→ **Your objective**: Render the rows below as a numbered list, skipping any blank lines. Leave the picture out of your answer.

(Part of a data file)
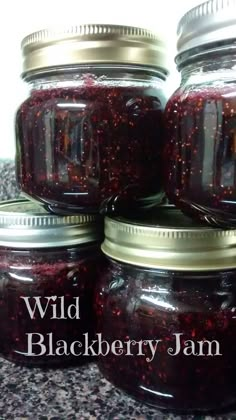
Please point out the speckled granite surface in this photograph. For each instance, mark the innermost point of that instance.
(68, 394)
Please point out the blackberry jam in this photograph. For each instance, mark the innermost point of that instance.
(201, 118)
(167, 309)
(48, 270)
(90, 136)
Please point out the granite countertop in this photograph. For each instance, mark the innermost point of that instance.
(73, 393)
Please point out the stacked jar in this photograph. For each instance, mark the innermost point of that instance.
(90, 140)
(90, 136)
(167, 300)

→ **Finished task**:
1. Please point out the speckled granite surface in this photograph. For each instance, mark the innermost point of that instance.
2. (68, 394)
3. Please point out the blackberry jam in this photograph. For each instance, mark the innermost point of that instance.
4. (201, 118)
5. (167, 309)
6. (48, 270)
7. (90, 136)
8. Please point out the granite countertop in this photograph. For each instance, mark the innermost point of that instance.
9. (73, 393)
10. Please point out the stacked jar in this photograph. For each instance, mark the innermost point of that instance.
11. (90, 140)
12. (90, 136)
13. (167, 300)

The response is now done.